Data extract:
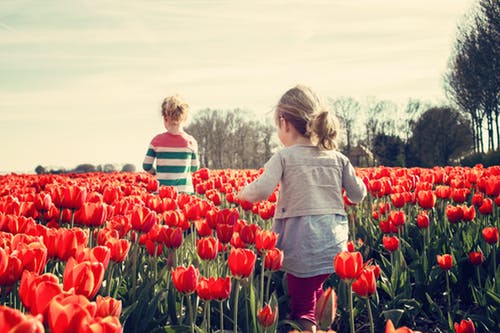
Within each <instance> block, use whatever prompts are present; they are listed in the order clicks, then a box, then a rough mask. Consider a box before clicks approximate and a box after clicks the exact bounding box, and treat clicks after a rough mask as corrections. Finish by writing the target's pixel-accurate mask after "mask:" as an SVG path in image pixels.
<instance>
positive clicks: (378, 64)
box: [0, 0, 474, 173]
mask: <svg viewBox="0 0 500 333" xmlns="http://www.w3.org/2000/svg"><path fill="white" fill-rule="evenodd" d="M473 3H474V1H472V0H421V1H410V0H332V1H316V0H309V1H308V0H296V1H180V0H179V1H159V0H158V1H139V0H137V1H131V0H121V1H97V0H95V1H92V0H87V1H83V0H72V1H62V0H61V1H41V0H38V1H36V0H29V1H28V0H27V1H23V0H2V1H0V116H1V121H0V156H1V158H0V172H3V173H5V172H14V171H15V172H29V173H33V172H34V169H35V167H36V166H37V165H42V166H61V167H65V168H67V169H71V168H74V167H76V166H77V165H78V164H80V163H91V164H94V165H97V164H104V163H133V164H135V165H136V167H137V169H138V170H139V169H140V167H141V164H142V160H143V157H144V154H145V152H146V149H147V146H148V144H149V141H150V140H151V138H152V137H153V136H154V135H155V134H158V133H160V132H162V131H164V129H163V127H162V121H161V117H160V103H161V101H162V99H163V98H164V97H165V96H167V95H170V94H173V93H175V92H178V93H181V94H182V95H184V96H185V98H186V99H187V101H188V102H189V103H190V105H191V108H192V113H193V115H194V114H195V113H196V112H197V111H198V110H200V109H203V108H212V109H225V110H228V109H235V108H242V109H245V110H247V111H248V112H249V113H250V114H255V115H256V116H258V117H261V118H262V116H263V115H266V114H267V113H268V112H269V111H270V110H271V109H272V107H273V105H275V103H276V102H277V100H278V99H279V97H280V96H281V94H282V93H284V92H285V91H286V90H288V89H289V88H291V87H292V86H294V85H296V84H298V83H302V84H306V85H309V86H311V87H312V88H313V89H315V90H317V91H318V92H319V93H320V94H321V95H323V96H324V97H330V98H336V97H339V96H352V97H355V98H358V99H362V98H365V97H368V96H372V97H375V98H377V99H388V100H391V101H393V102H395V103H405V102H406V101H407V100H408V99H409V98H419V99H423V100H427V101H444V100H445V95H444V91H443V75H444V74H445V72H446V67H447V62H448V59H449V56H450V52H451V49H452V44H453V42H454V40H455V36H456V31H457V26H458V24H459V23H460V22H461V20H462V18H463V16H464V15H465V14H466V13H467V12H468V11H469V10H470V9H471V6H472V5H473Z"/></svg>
==
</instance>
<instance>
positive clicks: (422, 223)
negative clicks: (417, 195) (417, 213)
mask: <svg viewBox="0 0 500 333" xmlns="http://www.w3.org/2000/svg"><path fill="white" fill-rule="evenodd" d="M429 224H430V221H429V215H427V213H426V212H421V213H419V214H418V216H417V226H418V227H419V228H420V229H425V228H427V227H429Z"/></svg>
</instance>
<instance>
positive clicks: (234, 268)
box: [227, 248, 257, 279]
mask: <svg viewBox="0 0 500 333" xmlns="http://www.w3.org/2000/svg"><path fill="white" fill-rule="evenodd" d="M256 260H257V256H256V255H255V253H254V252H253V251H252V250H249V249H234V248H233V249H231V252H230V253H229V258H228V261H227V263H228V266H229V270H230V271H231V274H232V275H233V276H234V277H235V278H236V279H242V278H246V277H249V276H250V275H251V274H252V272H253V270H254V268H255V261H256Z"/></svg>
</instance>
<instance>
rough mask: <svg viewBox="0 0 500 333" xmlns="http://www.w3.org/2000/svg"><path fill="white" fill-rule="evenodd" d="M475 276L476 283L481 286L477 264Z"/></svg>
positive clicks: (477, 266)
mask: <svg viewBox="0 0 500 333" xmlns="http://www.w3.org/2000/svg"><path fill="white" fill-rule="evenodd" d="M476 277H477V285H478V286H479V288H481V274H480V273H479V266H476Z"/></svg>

What you should do: In the records above, locate every line with the string "rough" and copy it.

Completed task:
Within each <instance> block, use whatever prompts are present; they are listed in the order clicks, then a box, then a rough mask. Consider a box before clicks approximate and a box after clicks the exact bounding box, and treat clicks after a rough mask as corrections. Finish by writing the target's pixel-accurate mask after "mask:" as an SVG path in image pixels.
rough mask: <svg viewBox="0 0 500 333" xmlns="http://www.w3.org/2000/svg"><path fill="white" fill-rule="evenodd" d="M475 276L476 283L481 286L477 264Z"/></svg>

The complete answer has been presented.